§ **PROBLEM REQUIREMENTS**: Images excluded, reproduce each line of the records exactly as it stands.

MATERIAL SUPPLIED below:

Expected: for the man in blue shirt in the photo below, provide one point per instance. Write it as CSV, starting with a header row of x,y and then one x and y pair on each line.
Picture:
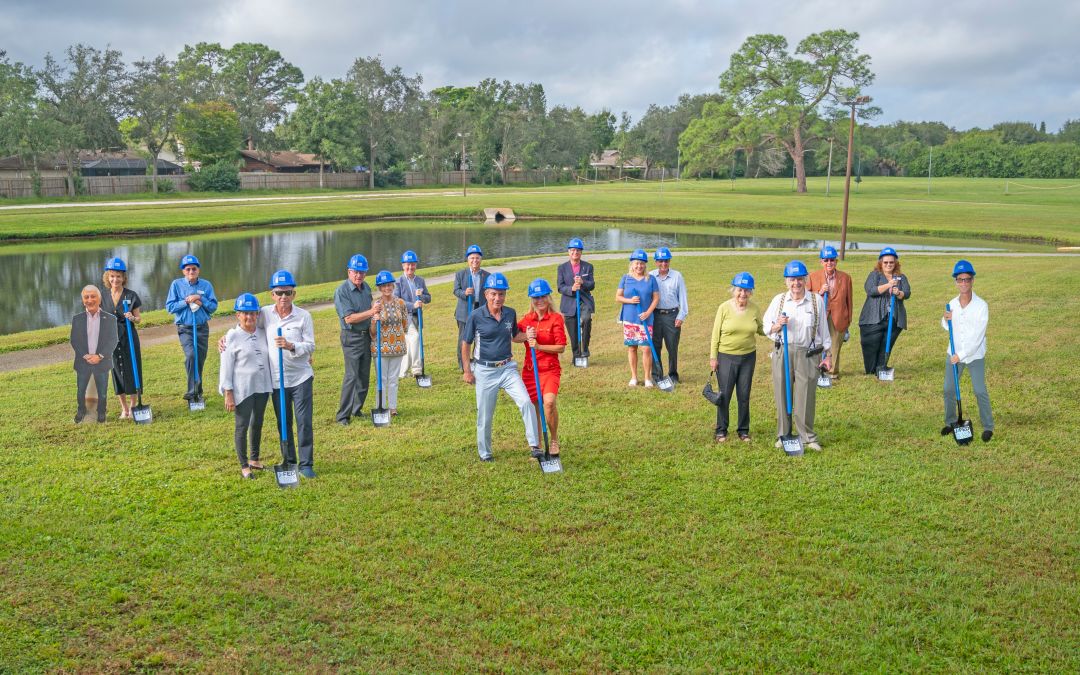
x,y
488,364
671,311
192,301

End of MATERIAL SUPPLIED.

§ **SOLUTION TO THE PROBLEM**:
Expected: for the man in blue shirt in the photo below, provide one point per instance. Write it as CSV, starting with a header row of x,y and then one x and y pair on each line.
Picture:
x,y
488,364
671,311
192,301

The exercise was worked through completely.